Trecho selecionado -
Para todos verem: A imagem apresenta uma roda de capoeira com cerca de dez homens, sendo dois de costas para a câmera, com a camiseta da escola pertencente, dois realizando a ginga, um deles branco, de cabelo grisalhos e o outro, que está em um pé só, negro e de dreads. Também mostra os outros seis homens virados para a câmera tocando os instrumentos e batendo palmas. O tapete é circular e vermelho vivo e as paredes do mercado são bege com detalhes em marrom e vidro.

 

O auxílio do jiu-jitsu

 

Nas bordas entre esporte e segurança pública, a experiência do ex-professor de jiu-jitsu e atual policial penitenciário Lucas Belletti acrescenta nuances valiosas. Ele resume a curva de aprendizagem sem adorno: o primeiro ano é duro, dói no corpo e no ego. Quem chega com a autoconfiança inflada invariavelmente perde para gente menor, para mulheres mais experientes, para iniciantes que entenderam primeiro como usar alavancas e base. Esse choque inicial, que machuca psicologicamente, é também uma escola de humildade e persistência.

Lucas Belletti enquanto professor com a sua aluna que não aceitava toque, tinha problemas de fala ou expressão de sentimentos, e teve uma melhora significativa após o judô, até mesmo no âmbito escolar.

Para todos verem: Na imagem, em um tatame azul de academia de jiu-jitsu, um homem sorri enquanto segura uma mulher de forma brincalhona sobre os ombros. Ele veste quimono preto com faixa marrom e óculos; ela, quimono branco com faixa amarela e preta, e cabelos longos e cacheados que caem para baixo. Ao fundo, na parede clara, há o logotipo “Mestre Julio Secco Jiu-Jitsu”, um relógio digital marcando 11:00:15 e a frase “Supere seus limites e conquiste seu eu”. A cena transmite leveza e diversão.

Lucas treina há quase 11 anos e não pretende parar. O que ele descreve como transformação interna aparece na forma de se desligar do mundo, principalmente em uma profissão tão perigosa. No trabalho, essa disciplina assume um contorno ético e vital. Ele fala em autocontrole como condição de segurança. Perder o domínio numa tratativa com um preso pode matar, e o oposto também é verdadeiro: intervir sem noção técnica pode ferir gravemente um agressor.

Aplique a leitura -
#1 Segundo o trecho selecionado, há quanto tempo Lucas Belletti treina?
#2 Reproduza do trecho selecionado a parte entre "Nas bordas entre" e "no âmbito escolar.", inclusive.

Itens armazenados de uma coleção -
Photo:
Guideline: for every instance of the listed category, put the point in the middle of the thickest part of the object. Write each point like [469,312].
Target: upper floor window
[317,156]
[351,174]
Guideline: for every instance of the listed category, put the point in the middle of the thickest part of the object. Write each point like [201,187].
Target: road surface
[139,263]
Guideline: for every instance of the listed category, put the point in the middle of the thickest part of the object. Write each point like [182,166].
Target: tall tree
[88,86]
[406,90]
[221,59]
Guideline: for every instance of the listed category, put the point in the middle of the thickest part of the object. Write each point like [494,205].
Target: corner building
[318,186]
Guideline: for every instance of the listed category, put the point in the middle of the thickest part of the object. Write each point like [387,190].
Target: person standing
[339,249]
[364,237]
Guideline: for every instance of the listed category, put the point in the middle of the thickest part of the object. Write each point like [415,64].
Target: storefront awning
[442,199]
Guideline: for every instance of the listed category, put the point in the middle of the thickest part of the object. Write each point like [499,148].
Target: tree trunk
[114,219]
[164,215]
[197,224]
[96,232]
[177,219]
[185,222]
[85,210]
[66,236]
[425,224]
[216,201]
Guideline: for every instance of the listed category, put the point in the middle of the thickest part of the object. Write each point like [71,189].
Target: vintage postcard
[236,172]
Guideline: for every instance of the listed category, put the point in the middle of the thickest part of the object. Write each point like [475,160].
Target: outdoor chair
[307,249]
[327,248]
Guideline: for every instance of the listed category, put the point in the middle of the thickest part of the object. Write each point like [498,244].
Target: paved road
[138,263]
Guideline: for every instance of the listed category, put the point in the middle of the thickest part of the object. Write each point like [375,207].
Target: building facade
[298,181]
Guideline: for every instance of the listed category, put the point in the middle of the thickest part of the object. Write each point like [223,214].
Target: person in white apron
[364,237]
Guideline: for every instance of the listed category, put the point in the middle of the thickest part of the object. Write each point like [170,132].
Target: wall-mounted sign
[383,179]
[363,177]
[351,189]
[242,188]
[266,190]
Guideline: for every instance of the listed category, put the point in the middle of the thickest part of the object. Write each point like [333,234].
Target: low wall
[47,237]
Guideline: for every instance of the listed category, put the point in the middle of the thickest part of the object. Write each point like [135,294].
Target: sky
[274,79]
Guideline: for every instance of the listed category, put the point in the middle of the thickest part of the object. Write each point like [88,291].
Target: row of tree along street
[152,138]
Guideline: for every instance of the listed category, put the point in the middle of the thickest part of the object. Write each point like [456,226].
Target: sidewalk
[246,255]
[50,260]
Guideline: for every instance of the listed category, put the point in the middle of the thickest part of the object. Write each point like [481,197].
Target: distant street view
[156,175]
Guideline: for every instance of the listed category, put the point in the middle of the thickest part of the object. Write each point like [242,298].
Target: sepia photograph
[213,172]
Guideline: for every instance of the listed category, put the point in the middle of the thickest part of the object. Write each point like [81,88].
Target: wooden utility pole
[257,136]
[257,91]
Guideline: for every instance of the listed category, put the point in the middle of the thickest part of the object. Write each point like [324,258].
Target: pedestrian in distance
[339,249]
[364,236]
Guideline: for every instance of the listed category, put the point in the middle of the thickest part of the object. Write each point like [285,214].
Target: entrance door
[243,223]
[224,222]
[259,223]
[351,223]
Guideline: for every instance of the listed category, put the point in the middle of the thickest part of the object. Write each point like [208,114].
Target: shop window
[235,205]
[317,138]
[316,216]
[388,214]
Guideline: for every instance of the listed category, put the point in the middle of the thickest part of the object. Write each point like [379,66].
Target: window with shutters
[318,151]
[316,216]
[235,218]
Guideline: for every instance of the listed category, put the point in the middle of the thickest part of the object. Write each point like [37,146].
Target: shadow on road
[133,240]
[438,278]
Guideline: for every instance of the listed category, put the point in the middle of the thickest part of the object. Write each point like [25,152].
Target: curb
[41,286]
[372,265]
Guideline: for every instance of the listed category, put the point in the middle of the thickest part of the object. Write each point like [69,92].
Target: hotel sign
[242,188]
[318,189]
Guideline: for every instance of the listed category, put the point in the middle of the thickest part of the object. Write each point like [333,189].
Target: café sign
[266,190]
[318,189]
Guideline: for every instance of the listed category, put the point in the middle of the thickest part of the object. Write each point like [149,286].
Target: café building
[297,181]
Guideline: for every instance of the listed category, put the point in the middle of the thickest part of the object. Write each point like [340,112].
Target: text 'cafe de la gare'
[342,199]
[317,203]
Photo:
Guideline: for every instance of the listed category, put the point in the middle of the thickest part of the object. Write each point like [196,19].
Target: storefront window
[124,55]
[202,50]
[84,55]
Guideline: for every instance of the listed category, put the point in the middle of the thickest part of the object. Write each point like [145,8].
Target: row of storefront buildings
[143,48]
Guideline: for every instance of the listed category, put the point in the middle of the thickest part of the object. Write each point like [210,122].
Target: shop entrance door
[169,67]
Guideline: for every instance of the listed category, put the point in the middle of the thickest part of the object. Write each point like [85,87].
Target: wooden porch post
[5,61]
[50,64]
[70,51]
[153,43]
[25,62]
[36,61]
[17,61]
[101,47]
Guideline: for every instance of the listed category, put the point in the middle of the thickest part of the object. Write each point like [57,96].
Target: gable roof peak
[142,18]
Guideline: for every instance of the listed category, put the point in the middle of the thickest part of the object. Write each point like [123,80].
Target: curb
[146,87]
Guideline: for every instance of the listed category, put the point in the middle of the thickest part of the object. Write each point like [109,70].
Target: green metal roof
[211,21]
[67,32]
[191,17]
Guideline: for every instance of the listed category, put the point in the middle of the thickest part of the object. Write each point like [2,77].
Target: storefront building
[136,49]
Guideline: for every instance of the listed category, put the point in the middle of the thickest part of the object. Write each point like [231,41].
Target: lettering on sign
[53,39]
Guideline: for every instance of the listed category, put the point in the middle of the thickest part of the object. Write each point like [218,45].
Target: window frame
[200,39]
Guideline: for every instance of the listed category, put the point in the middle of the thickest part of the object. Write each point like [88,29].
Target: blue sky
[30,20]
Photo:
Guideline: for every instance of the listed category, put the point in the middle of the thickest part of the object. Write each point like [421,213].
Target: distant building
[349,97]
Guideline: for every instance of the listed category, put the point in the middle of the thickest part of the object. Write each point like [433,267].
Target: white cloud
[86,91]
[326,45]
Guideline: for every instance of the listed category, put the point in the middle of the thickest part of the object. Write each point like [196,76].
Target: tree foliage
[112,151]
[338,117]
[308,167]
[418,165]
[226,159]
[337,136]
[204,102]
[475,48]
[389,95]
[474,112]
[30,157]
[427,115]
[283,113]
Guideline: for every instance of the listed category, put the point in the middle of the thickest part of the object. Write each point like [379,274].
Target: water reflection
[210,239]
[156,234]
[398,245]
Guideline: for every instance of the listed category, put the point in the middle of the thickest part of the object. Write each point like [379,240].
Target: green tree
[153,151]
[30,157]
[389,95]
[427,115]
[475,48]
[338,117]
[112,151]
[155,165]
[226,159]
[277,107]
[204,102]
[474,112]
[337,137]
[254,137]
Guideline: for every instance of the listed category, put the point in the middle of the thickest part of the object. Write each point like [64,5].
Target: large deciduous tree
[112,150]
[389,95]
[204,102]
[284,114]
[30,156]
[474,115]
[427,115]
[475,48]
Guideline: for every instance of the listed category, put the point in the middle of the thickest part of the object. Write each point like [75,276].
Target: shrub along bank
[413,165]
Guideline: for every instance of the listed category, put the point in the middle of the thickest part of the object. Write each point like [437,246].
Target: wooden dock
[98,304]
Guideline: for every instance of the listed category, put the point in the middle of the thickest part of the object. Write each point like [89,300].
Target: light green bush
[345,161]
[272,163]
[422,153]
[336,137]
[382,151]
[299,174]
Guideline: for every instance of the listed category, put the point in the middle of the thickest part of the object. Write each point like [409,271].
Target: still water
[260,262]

Conjunto de respostas -
#1 Há quase 11 anos.

#2
Nas bordas entre esporte e segurança pública, a experiência do ex-professor de jiu-jitsu e atual policial penitenciário Lucas Belletti acrescenta nuances valiosas. Ele resume a curva de aprendizagem sem adorno: o primeiro ano é duro, dói no corpo e no ego. Quem chega com a autoconfiança inflada invariavelmente perde para gente menor, para mulheres mais experientes, para iniciantes que entenderam primeiro como usar alavancas e base. Esse choque inicial, que machuca psicologicamente, é também uma escola de humildade e persistência.

Lucas Belletti enquanto professor com a sua aluna que não aceitava toque, tinha problemas de fala ou expressão de sentimentos, e teve uma melhora significativa após o judô, até mesmo no âmbito escolar.